Segmentation dataset excerpts:
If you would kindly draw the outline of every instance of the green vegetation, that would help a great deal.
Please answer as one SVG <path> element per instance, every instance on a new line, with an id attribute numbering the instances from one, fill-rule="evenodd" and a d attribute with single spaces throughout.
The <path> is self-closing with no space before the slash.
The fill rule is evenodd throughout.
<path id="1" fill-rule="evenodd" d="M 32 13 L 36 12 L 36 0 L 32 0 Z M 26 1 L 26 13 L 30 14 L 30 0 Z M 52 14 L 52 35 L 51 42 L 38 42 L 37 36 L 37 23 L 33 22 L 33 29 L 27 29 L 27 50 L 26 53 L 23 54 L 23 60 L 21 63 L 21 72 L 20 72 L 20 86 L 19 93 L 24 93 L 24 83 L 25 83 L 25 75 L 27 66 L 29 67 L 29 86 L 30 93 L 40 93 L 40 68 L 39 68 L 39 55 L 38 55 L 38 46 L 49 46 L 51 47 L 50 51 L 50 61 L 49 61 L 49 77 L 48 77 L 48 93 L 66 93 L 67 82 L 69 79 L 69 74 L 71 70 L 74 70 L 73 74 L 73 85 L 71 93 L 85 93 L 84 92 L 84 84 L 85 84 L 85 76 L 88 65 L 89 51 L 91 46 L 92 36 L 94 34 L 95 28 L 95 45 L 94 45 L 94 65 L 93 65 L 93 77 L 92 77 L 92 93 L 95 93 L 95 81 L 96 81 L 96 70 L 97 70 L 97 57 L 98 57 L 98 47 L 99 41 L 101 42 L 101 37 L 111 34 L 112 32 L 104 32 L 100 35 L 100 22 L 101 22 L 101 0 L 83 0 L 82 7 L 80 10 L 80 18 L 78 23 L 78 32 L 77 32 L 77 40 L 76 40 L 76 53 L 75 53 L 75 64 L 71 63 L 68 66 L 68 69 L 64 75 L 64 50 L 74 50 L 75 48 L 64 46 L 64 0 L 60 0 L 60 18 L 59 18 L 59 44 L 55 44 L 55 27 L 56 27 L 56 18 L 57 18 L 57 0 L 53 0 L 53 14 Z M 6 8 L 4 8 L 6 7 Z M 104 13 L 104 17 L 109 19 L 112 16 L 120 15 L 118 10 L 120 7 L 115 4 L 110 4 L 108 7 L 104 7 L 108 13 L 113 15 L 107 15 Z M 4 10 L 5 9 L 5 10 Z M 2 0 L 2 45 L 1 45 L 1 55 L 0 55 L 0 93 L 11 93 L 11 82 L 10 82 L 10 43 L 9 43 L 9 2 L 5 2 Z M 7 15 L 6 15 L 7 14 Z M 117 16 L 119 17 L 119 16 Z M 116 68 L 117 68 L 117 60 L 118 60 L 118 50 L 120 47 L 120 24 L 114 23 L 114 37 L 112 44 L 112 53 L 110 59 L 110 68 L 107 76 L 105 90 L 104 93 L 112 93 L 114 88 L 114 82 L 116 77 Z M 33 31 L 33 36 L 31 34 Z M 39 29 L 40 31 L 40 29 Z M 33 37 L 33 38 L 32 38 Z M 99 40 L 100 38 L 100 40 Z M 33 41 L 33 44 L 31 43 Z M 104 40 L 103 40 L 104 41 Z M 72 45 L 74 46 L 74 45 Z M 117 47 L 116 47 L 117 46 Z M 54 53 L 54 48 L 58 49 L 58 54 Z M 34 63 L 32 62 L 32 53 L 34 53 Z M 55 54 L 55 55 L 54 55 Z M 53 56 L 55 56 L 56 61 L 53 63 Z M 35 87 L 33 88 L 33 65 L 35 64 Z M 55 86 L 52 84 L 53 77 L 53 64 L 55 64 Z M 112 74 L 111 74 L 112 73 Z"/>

▸ **Work required**
Reproduce every line of these items verbatim.

▸ **Answer for the task**
If you would kindly draw the outline of every instance of the green vegetation, that would help a great deal.
Please answer as one SVG <path> element per instance, every instance on a new line, with an id attribute numbering the instances from one, fill-rule="evenodd" and a d attribute with single spaces throughout.
The <path> is self-closing with no space before the slash.
The fill rule is evenodd throughout.
<path id="1" fill-rule="evenodd" d="M 32 13 L 36 12 L 36 0 L 32 0 Z M 26 1 L 26 13 L 30 14 L 30 0 Z M 52 14 L 52 35 L 51 42 L 38 42 L 37 36 L 37 23 L 33 22 L 33 29 L 27 29 L 27 50 L 26 53 L 23 54 L 23 60 L 21 63 L 21 72 L 20 72 L 20 86 L 19 93 L 24 93 L 24 83 L 25 83 L 25 75 L 27 66 L 29 67 L 29 86 L 30 93 L 40 93 L 40 68 L 39 68 L 39 55 L 38 55 L 38 46 L 49 46 L 51 47 L 50 51 L 50 61 L 49 61 L 49 77 L 48 77 L 48 93 L 66 93 L 67 82 L 69 79 L 69 74 L 71 70 L 74 70 L 73 74 L 73 85 L 71 93 L 85 93 L 84 92 L 84 84 L 85 84 L 85 76 L 88 65 L 89 51 L 91 46 L 92 36 L 94 34 L 95 28 L 95 45 L 94 45 L 94 65 L 93 65 L 93 77 L 92 77 L 92 93 L 95 93 L 95 81 L 96 81 L 96 70 L 97 70 L 97 57 L 98 57 L 98 47 L 99 41 L 101 42 L 101 37 L 111 34 L 112 32 L 104 32 L 100 35 L 100 22 L 101 22 L 101 0 L 83 0 L 82 7 L 80 10 L 80 18 L 78 23 L 78 32 L 77 32 L 77 40 L 76 40 L 76 53 L 75 53 L 75 64 L 71 63 L 68 66 L 68 69 L 64 75 L 64 50 L 74 50 L 75 48 L 64 46 L 64 0 L 60 0 L 60 18 L 59 18 L 59 44 L 55 44 L 55 27 L 56 27 L 56 18 L 57 18 L 57 0 L 53 0 L 53 14 Z M 6 8 L 4 8 L 6 7 Z M 104 13 L 104 17 L 109 19 L 112 16 L 120 15 L 118 10 L 120 7 L 115 4 L 110 4 L 108 7 L 104 7 L 108 13 L 113 15 L 107 15 Z M 4 10 L 5 9 L 5 10 Z M 2 0 L 2 45 L 1 45 L 1 55 L 0 55 L 0 93 L 11 93 L 11 82 L 10 82 L 10 43 L 9 43 L 9 2 L 5 2 Z M 7 15 L 6 15 L 7 14 Z M 117 16 L 119 17 L 119 16 Z M 116 68 L 117 68 L 117 60 L 118 60 L 118 50 L 120 47 L 120 24 L 114 23 L 114 37 L 112 44 L 112 53 L 110 59 L 110 68 L 107 76 L 105 90 L 104 93 L 112 93 L 114 88 L 114 82 L 116 77 Z M 33 31 L 33 36 L 31 34 Z M 39 29 L 40 31 L 40 29 Z M 33 37 L 33 38 L 32 38 Z M 99 40 L 100 38 L 100 40 Z M 33 41 L 33 44 L 31 43 Z M 104 40 L 103 40 L 104 41 Z M 72 45 L 74 46 L 74 45 Z M 117 47 L 116 47 L 117 46 Z M 54 53 L 54 48 L 58 49 L 58 54 Z M 34 63 L 32 62 L 32 53 L 34 53 Z M 55 54 L 55 55 L 54 55 Z M 53 56 L 55 56 L 56 61 L 53 63 Z M 35 87 L 33 88 L 33 65 L 35 64 Z M 55 86 L 52 84 L 53 77 L 53 64 L 55 64 Z M 112 74 L 111 74 L 112 73 Z"/>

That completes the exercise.